#### Supplied text ####

However, Qasim Mathar, a professor of Islamic studies also at UIN Alauddin, believes Indonesia’s fear of ISIS was “too raw,” and that blowing the issue out of proportion might trigger unnecessary suspicion among local Muslim groups.

Hardline Islamic groups Hizbut Tahrir Indonesia (HTI) and the Indonesian Islamic State (NII) may be in danger of becoming the subject of such paranoid fears. HTI has on previous occasions voiced the idea of a pan-national Islamic caliphate, while NII is known to be running its own pseudo-Islamic state inside Indonesia.

Neither group is known to be affiliated with ISIS, said Qasim.

“[The attention surrounding ISIS] may turn Indonesian Muslims against each other; it has the potential to divide our people,” Qasim said. “Furthermore, [the fear of] ISIS might shift the country’s focus from humanitarian problems and Israel’s strike against Gaza. Let’s ignore the ISIS issue in Indonesia until we receive proof of law enforcers arresting members of ISIS here.”

HTI has also denounced ISIS’s version of a caliphate on its website, saying the group has not used the “right methods” for establishing a separate Islamic state.

Chairul, too, suggested that a heavy focus on ISIS may foster unnecessary worries and fear among Indonesians.

“We must not take heed of people spreading animosity and spite,” he said.

#### Given data ####

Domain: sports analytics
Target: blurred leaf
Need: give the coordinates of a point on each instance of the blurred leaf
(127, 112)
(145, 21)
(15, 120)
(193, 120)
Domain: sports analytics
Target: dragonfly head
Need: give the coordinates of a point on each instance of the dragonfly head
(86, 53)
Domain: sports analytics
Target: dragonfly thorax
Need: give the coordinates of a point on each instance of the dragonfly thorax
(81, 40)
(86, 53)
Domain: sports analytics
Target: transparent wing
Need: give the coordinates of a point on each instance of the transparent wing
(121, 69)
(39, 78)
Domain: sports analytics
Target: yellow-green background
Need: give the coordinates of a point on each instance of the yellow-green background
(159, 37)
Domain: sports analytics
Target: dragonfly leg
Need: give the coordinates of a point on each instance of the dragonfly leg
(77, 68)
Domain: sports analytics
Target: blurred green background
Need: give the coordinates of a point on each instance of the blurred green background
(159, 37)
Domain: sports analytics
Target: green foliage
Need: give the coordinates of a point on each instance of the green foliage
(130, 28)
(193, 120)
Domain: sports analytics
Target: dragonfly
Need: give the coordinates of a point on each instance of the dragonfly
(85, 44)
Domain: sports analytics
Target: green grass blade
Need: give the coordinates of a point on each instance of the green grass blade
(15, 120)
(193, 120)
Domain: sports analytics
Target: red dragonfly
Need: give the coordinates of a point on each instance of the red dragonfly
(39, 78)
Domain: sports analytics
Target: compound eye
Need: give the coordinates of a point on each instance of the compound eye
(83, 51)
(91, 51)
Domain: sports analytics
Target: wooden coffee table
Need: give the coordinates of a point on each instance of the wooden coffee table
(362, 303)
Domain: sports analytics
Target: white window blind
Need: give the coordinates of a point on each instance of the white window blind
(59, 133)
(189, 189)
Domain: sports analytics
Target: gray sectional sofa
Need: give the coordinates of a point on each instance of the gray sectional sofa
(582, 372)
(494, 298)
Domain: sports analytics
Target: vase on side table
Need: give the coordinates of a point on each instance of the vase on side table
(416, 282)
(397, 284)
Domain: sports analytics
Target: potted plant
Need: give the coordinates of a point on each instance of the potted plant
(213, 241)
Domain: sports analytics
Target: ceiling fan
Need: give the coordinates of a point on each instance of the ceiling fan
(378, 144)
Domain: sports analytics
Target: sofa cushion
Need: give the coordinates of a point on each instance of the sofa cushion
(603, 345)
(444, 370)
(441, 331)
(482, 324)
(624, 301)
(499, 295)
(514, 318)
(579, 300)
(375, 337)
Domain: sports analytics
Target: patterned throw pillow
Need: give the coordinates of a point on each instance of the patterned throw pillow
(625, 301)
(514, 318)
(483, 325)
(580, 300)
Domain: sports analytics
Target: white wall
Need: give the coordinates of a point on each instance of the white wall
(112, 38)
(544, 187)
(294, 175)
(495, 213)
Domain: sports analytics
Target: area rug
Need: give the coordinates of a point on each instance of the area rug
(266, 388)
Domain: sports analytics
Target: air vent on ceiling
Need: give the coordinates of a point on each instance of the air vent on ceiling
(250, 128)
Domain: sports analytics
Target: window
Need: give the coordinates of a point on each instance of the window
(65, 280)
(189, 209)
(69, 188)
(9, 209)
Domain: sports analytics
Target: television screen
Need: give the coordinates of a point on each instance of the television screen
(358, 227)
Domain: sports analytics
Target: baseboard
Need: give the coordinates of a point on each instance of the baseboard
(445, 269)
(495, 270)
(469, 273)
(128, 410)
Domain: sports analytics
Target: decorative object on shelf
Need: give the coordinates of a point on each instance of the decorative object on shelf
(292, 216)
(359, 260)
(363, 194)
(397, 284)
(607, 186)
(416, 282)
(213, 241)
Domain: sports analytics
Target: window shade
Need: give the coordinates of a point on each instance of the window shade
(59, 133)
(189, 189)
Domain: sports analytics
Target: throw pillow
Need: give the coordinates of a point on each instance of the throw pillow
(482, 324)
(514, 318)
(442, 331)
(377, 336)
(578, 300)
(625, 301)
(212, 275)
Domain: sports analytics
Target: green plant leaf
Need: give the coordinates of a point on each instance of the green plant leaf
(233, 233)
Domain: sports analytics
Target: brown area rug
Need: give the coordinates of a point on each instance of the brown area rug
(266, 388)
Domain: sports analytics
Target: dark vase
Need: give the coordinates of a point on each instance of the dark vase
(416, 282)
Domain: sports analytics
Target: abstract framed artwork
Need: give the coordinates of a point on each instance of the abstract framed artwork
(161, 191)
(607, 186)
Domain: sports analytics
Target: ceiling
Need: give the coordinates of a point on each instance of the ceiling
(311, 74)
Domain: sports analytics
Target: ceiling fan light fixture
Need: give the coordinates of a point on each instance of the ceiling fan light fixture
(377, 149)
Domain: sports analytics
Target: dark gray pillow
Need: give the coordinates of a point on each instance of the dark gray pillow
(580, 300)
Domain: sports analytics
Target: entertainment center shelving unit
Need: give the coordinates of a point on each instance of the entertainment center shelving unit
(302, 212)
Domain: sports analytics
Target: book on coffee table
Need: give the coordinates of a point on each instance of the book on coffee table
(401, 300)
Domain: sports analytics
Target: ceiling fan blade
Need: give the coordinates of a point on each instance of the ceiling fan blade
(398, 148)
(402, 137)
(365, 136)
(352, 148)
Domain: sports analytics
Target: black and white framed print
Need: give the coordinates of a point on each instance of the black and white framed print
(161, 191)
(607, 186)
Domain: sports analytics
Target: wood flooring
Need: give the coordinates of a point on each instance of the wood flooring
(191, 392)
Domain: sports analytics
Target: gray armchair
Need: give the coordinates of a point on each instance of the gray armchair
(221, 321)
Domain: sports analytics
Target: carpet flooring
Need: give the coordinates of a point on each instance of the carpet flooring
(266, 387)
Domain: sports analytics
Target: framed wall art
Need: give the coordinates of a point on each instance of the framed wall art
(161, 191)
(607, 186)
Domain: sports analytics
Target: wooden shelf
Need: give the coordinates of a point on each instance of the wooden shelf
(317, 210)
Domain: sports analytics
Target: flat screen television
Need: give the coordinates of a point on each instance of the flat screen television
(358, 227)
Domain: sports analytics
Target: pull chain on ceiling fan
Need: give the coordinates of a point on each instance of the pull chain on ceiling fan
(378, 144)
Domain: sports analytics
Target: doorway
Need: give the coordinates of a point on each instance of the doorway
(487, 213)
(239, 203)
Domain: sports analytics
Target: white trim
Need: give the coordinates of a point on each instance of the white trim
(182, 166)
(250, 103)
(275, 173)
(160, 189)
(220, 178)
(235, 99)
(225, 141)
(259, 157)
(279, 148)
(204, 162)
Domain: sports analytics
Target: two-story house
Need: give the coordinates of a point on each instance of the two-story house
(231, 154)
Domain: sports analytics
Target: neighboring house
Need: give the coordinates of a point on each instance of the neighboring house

####

Directions:
A) Update the passage on Indonesian fears of ISIS by writing out everything from "Neither group is" down to "fear among Indonesians.", with "Qasim" changed to "Mathar" throughout.
B) Answer these questions from the passage on Indonesian fears of ISIS.
(i) What position does Qasim Mathar hold?
(ii) What is NII known to be doing inside Indonesia?
(iii) Where did HTI denounce ISIS's version of a caliphate?
The records are separate material, unrelated to the passage on Indonesian fears of ISIS.

Expected responses:
A)
Neither group is known to be affiliated with ISIS, said Mathar.

“[The attention surrounding ISIS] may turn Indonesian Muslims against each other; it has the potential to divide our people,” Mathar said. “Furthermore, [the fear of] ISIS might shift the country’s focus from humanitarian problems and Israel’s strike against Gaza. Let’s ignore the ISIS issue in Indonesia until we receive proof of law enforcers arresting members of ISIS here.”

HTI has also denounced ISIS’s version of a caliphate on its website, saying the group has not used the “right methods” for establishing a separate Islamic state.

Chairul, too, suggested that a heavy focus on ISIS may foster unnecessary worries and fear among Indonesians.

B)
(i) He is a professor of Islamic studies at UIN Alauddin.
(ii) It is known to be running its own pseudo-Islamic state.
(iii) On its website.